JOB.
Quote every one of the following items word for word, keeping each line unchanged.

SUPPLIED RECORDS.
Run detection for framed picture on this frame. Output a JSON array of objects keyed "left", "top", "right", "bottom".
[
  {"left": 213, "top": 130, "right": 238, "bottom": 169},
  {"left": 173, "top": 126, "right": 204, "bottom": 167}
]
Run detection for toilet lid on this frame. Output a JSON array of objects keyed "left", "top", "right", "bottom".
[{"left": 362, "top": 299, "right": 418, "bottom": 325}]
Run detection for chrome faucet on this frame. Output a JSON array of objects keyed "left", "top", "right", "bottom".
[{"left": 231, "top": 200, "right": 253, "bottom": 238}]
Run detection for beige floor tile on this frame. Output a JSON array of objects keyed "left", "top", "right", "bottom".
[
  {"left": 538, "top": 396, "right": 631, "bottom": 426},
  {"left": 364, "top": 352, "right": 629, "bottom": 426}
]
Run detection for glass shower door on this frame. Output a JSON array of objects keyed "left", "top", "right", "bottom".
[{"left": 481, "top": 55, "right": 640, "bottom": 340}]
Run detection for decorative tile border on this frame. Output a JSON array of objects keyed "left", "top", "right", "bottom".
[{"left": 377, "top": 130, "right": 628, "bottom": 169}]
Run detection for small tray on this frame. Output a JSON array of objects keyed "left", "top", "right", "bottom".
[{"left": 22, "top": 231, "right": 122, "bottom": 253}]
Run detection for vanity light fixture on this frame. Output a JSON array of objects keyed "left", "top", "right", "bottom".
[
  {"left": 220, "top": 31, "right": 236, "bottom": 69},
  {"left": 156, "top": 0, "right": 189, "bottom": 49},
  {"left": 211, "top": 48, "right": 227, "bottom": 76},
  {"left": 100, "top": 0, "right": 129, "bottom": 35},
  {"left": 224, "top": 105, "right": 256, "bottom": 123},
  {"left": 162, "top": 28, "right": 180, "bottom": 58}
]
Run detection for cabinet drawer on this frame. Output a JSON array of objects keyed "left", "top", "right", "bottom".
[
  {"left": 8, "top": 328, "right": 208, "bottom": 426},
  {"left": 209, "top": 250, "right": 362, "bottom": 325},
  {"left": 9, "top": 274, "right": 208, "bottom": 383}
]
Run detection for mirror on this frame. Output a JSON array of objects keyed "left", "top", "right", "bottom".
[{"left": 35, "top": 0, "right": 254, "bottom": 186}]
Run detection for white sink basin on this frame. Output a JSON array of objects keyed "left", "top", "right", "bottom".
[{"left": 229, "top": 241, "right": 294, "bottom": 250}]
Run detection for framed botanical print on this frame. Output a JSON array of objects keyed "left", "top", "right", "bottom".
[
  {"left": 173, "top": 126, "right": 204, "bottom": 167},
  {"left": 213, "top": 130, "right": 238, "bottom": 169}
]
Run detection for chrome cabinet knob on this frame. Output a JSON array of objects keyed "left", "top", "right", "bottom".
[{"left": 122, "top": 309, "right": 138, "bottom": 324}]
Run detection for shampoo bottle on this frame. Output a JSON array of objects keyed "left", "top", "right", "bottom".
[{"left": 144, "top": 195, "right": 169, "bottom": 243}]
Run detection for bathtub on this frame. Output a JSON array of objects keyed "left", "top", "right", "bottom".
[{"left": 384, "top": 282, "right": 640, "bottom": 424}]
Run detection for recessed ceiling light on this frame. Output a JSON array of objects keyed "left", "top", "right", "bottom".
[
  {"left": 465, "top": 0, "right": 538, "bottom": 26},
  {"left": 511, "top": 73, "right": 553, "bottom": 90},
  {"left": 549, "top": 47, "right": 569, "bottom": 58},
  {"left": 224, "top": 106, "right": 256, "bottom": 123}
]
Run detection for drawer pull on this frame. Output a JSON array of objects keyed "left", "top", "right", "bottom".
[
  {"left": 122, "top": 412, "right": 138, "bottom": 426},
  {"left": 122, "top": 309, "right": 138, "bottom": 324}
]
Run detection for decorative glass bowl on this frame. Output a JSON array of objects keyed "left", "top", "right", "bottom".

OUTPUT OF THE EXERCISE.
Run detection for framed picture on this frame. Output a JSON array of objects keyed "left", "top", "right", "bottom".
[
  {"left": 213, "top": 130, "right": 238, "bottom": 169},
  {"left": 173, "top": 126, "right": 204, "bottom": 167}
]
Run detection for toilet lid on this frame. Output a JSON array of objects keyed "left", "top", "right", "bottom".
[{"left": 362, "top": 299, "right": 418, "bottom": 325}]
Run detection for chrome faucet on this frame. Output a JSON array of objects keyed "left", "top", "right", "bottom".
[{"left": 231, "top": 200, "right": 253, "bottom": 238}]
Run detection for beige floor tile on this frame. Output a JSON array of objects keyed "left", "top", "right", "bottom".
[
  {"left": 538, "top": 396, "right": 631, "bottom": 426},
  {"left": 364, "top": 352, "right": 629, "bottom": 426}
]
Run detection for glass shower door on this frame. Output a JSON array of objects keyed "left", "top", "right", "bottom".
[{"left": 481, "top": 55, "right": 640, "bottom": 340}]
Run detection for decorative tile border on this frame. Output a JSON array of objects keyed "left", "top", "right", "bottom".
[{"left": 377, "top": 130, "right": 628, "bottom": 169}]
Run detection for small tray on this frame. Output a JSON array of objects keyed "left", "top", "right", "bottom".
[{"left": 22, "top": 231, "right": 122, "bottom": 253}]
Run detection for vanity light fixture on this frame. Output a JSON array of objects keyed "left", "top", "right", "bottom".
[
  {"left": 220, "top": 31, "right": 236, "bottom": 69},
  {"left": 156, "top": 0, "right": 189, "bottom": 49},
  {"left": 211, "top": 48, "right": 227, "bottom": 76},
  {"left": 100, "top": 0, "right": 129, "bottom": 35},
  {"left": 224, "top": 105, "right": 256, "bottom": 123},
  {"left": 162, "top": 28, "right": 180, "bottom": 58}
]
Run detection for cabinet drawer on this frame. Output a JSON array of objects keyed "left", "top", "right", "bottom".
[
  {"left": 8, "top": 328, "right": 208, "bottom": 426},
  {"left": 209, "top": 250, "right": 362, "bottom": 325},
  {"left": 9, "top": 274, "right": 208, "bottom": 383}
]
Run detection for mirror on this frame. Output a JSON array of objects keyed "left", "top", "right", "bottom".
[{"left": 35, "top": 0, "right": 254, "bottom": 186}]
Run detection for white sink basin on this frame. Output a JSON array of objects keyed "left", "top", "right", "bottom".
[{"left": 229, "top": 241, "right": 294, "bottom": 250}]
Run detection for framed botanical print on this frame. Output a JSON array of objects keyed "left", "top", "right", "bottom".
[
  {"left": 173, "top": 126, "right": 204, "bottom": 167},
  {"left": 213, "top": 130, "right": 238, "bottom": 169}
]
Run detection for chrome cabinet knob on this frame. Output a JSON array of objects keyed "left", "top", "right", "bottom".
[{"left": 122, "top": 309, "right": 138, "bottom": 324}]
Run detection for shampoo bottle on this frame. Output a JSON array of objects keyed "left", "top", "right", "bottom".
[{"left": 144, "top": 195, "right": 169, "bottom": 243}]
Run detection for bathtub on this frame. Output a JSON array of objects keyed "left", "top", "right", "bottom".
[{"left": 384, "top": 282, "right": 640, "bottom": 424}]
Run detection for recessed ceiling light on this frame. Output a JSON array of objects keyed "left", "top", "right", "bottom".
[
  {"left": 465, "top": 0, "right": 538, "bottom": 26},
  {"left": 511, "top": 73, "right": 553, "bottom": 90},
  {"left": 549, "top": 47, "right": 569, "bottom": 58},
  {"left": 224, "top": 106, "right": 256, "bottom": 123}
]
Run detection for drawer pull on this frame. Output a JSON array of objects keyed "left", "top", "right", "bottom".
[
  {"left": 122, "top": 412, "right": 138, "bottom": 426},
  {"left": 122, "top": 309, "right": 138, "bottom": 324}
]
Run detection for decorative glass bowl on this frame. Output a JSON array of objects keyed "left", "top", "right", "bottom".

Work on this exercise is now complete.